Build Status Join the chat at https://gitter.im/datawire/loom Kotlin

Loom enables operations engineers to provide a self-serve Kubernetes provisioning experience for developers and much more! Developers love Kubernetes, but it's a pain to get up and running on AWS and ops engineers usually have better things to be doing than babysitting devs as they get up and running with Kubernetes.

Thus we have Loom! Ops engineers install Loom inside of their AWS account as a persistent running server and developers use the simple HTTP API to self provision their own Kubernetes fabrics. Loom handles all the nitty gritty details of network creation, cluster setup and management.

Getting started

Visit http://loom.run for documentation.

What is a Kubernetes "Fabric"?

When people talk about Kubernetes they usually talk purely in terms of the Kubernetes cluster where containers are scheduled and run. A "fabric" is an abstract concept that describes the entire ecosystem surrounding a Kubernetes cluster, for example, a "Kubernetes" and "AWS" fabric includes not only the Kubernetes cluster, but one or more VPC and within that VPC you may schedule non-Kubernetes resources to run such as RDS databases or EC2 instances. The point of calling it a "fabric" is that it's all nicely woven together for you so that, for example, containers running in the Kubernetes cluster can speak to the RDS databases without having to think about networking.

● ● ● ●

◆ **Problems to solve**
**A)** In the Loom overview, rewrite the paragraph beginning "Thus we have Loom!" as a short bulleted list that keeps its main facts.
**B)** Translate this sentence from the Loom overview into Spanish: "Loom handles all the nitty gritty details of network creation, cluster setup and management."

◆ **Information shown**
● ● ● ●

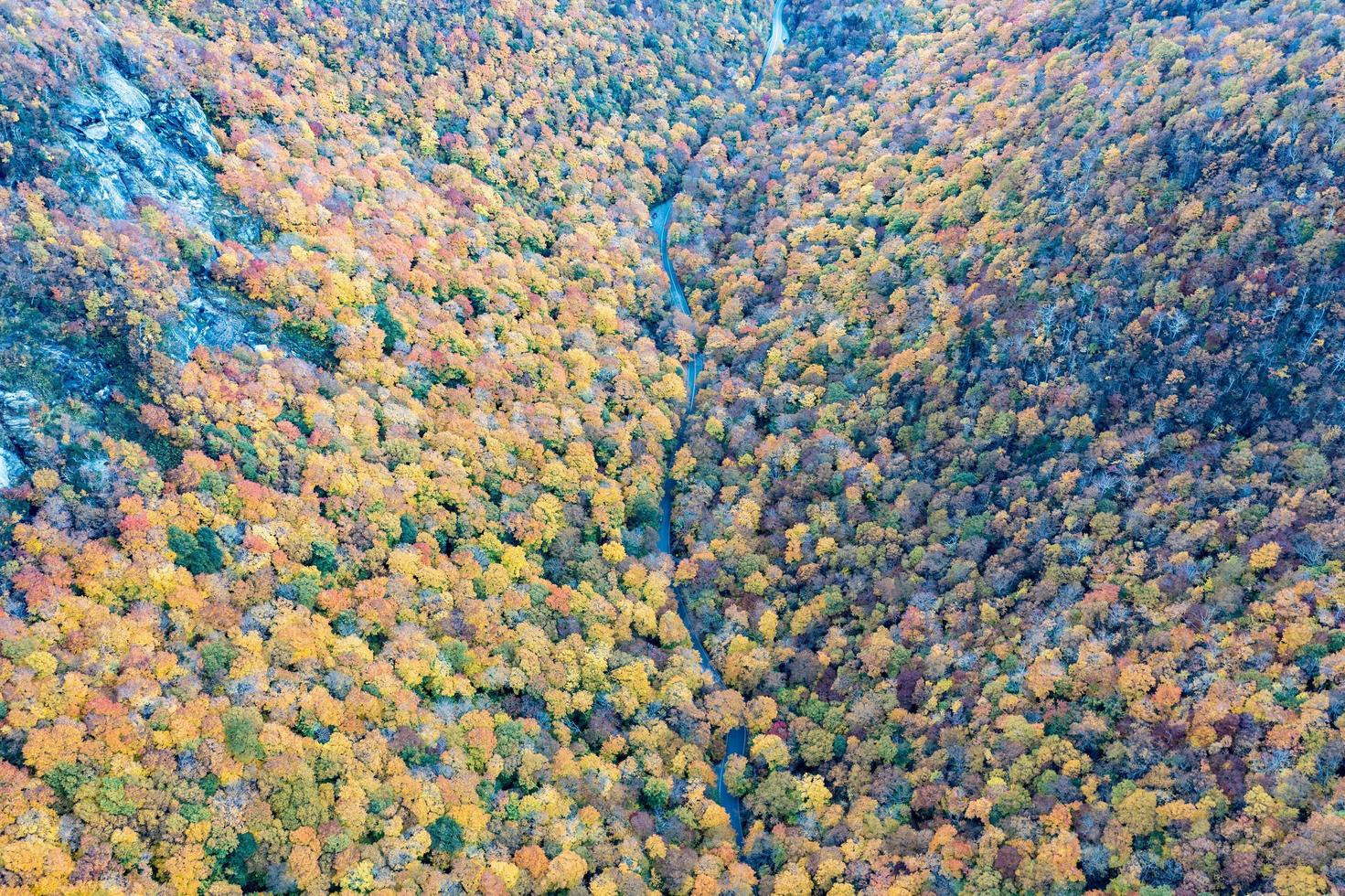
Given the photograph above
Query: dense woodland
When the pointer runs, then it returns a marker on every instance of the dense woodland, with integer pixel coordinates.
(337, 385)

● ● ● ●

◆ **Final answers**
**A)**
- Ops engineers install Loom in their AWS account as a persistent running server.
- Developers use its simple HTTP API to provision their own Kubernetes fabrics.
- Loom handles the details of network creation, cluster setup and management.

**B)** Loom se encarga de todos los pormenores de la creación de la red, la configuración del clúster y su gestión.